• _Work to be completed_
Write out all of the lines below, exactly and completely.

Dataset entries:
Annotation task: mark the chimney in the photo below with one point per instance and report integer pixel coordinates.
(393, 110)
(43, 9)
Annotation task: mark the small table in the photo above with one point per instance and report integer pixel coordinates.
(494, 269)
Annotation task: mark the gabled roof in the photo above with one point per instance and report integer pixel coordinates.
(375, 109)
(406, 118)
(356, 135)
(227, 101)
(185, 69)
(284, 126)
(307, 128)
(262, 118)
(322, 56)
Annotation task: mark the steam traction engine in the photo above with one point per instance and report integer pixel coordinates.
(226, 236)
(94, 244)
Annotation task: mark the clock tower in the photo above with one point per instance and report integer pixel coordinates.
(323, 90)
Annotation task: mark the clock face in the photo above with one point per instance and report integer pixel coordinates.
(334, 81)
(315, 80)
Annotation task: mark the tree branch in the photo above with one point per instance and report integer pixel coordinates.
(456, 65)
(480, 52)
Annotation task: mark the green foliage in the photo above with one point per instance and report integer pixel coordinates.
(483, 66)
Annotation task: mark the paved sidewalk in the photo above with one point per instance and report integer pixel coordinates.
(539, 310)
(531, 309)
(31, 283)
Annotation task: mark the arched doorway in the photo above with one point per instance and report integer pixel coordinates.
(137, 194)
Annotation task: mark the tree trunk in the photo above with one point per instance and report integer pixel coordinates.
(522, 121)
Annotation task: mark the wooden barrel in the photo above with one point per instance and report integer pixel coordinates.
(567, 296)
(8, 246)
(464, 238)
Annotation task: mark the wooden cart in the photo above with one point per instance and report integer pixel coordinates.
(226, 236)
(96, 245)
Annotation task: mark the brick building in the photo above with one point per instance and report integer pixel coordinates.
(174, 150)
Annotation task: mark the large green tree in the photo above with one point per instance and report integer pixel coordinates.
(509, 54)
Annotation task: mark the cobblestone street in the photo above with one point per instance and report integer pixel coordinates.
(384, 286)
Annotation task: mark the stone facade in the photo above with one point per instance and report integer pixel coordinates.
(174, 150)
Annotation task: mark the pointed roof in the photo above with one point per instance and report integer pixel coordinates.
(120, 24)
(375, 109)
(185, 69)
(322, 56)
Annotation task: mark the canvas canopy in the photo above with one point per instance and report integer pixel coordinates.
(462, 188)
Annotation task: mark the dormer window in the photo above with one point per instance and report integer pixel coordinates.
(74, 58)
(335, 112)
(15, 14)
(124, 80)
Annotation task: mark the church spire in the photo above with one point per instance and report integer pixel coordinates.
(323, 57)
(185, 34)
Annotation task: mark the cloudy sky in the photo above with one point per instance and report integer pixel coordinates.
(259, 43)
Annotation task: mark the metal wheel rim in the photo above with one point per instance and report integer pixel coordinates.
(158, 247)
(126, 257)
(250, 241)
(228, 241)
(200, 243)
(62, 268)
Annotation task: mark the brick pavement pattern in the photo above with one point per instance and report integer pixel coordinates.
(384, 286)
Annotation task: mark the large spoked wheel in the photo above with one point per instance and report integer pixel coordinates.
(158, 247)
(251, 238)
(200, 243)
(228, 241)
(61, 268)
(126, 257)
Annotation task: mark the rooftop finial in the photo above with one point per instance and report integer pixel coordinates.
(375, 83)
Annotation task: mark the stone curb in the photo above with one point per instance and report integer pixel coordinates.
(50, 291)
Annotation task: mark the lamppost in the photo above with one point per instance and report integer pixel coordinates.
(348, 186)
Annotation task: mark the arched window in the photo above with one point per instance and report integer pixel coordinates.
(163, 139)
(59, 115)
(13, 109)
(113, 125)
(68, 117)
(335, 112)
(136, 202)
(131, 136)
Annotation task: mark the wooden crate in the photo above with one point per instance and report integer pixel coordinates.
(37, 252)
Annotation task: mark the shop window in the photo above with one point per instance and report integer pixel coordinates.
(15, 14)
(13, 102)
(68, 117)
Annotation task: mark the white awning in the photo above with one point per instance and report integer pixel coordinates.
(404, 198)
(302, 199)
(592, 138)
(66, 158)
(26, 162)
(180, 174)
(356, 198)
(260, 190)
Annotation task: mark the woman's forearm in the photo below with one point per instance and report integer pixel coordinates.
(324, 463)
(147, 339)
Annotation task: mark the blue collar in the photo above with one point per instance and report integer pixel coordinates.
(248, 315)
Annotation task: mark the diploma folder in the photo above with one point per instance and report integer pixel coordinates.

• _Task solution_
Annotation task: mark the chimney in the photo below with one point per instance and report integer pixel coordinates.
(393, 110)
(43, 9)
Annotation task: mark the small table in the photo above with one point per instance and report integer pixel coordinates.
(494, 269)
Annotation task: mark the gabled roof in the photo above with one point per instance and report integer pixel coordinates.
(375, 109)
(406, 118)
(356, 135)
(227, 101)
(185, 69)
(284, 126)
(307, 128)
(262, 118)
(322, 56)
Annotation task: mark the steam traction engine in the photo above with one point per instance and report integer pixel coordinates.
(226, 236)
(94, 244)
Annotation task: mark the clock tower in the photo above with one point per instance and report integer pixel coordinates.
(323, 90)
Annotation task: mark the clock face in the photo above with one point per instance and report integer pixel coordinates.
(334, 81)
(315, 80)
Annotation task: mark the tree branch in the photo above with one point per instance and report integer pixel coordinates.
(456, 65)
(480, 52)
Annotation task: mark the green foliage in the photo above with one point per instance and report integer pixel coordinates.
(483, 66)
Annotation task: mark the paved sidewalk in the photo above with one point per instance and report integer pixel coordinates.
(539, 310)
(531, 309)
(31, 283)
Annotation task: mark the arched doorway in the photo above with one point per instance and report integer pixel coordinates.
(137, 194)
Annotation task: mark the tree trunk in the photo above with one point per instance and report integer pixel coordinates.
(522, 121)
Annotation task: mark the wooden barrel in the photo above with one point per instance and report integer pixel coordinates.
(567, 296)
(8, 246)
(464, 238)
Annotation task: mark the wooden cart in the photo above with one point per instance and report integer pixel coordinates.
(226, 236)
(96, 245)
Annotation task: mark the brick building in the photo above with one point per instance and report integer pixel coordinates.
(174, 150)
Annotation task: mark the large green tree in the photo above with one point per instance and report integer pixel coordinates.
(509, 54)
Annotation task: mark the cobblestone street in the photo above with one point per instance and report integer pixel coordinates.
(384, 286)
Annotation task: mark the stone facade in the photo above with one point per instance and report integer pixel coordinates.
(174, 150)
Annotation task: mark the pointed roof in the photo above with one point per instance and report integer pixel coordinates.
(120, 24)
(375, 109)
(185, 69)
(322, 56)
Annotation task: mark the canvas canopy in the photo above with one point per instance and report integer pixel coordinates.
(462, 188)
Annotation task: mark the dormer window in the photo above with one point per instance and report integer pixel coordinates.
(74, 58)
(335, 112)
(15, 14)
(124, 80)
Annotation task: mark the church spire in the photo above with one point per instance and report integer pixel coordinates.
(323, 57)
(185, 34)
Annotation task: mark the cloudy sky in the photo above with one point per instance and report integer pixel coordinates.
(259, 43)
Annotation task: mark the metal wheel rim in the photo above with one point per instance and report integer pixel coordinates.
(158, 247)
(126, 257)
(250, 241)
(228, 241)
(200, 243)
(62, 268)
Annotation task: mark the brick pavement pattern in the photo above with one point per instance and report integer pixel coordinates.
(384, 286)
Annotation task: mark the large spoked wheel in the photo above with one point per instance and report integer pixel coordinates.
(158, 247)
(251, 238)
(200, 243)
(228, 241)
(61, 268)
(126, 257)
Annotation task: mark the rooftop finial in the photo above with one point per instance and report integer pixel coordinates.
(375, 83)
Annotation task: mark the stone curb in the photo above with one point per instance and report integer pixel coordinates.
(50, 291)
Annotation task: mark the lamppost in the photo above with one point per instance and report integer pixel coordinates.
(348, 186)
Annotation task: mark the arched window in the photo above with one point per instance and report integer pixel coordinates.
(163, 139)
(59, 115)
(13, 109)
(113, 125)
(68, 117)
(335, 112)
(136, 202)
(131, 136)
Annotation task: mark the wooden crate in the photo above with one point per instance and report integer pixel coordinates.
(37, 252)
Annotation task: mark the shop window in the photo above with one point per instance and report integer pixel coordinates.
(15, 14)
(13, 102)
(68, 117)
Annotation task: mark the white awning in the photo above with one point per instance and report integer pixel coordinates.
(404, 198)
(302, 199)
(592, 138)
(66, 158)
(26, 162)
(180, 174)
(356, 198)
(260, 190)
Annotation task: mark the woman's forearm in the photo below with one point per instance and report integer pixel coordinates.
(324, 463)
(147, 339)
Annotation task: mark the blue collar in the photo above with one point per instance and report integer pixel coordinates.
(248, 315)
Annotation task: mark the diploma folder in the photo above with one point per instance and report integer pixel coordinates.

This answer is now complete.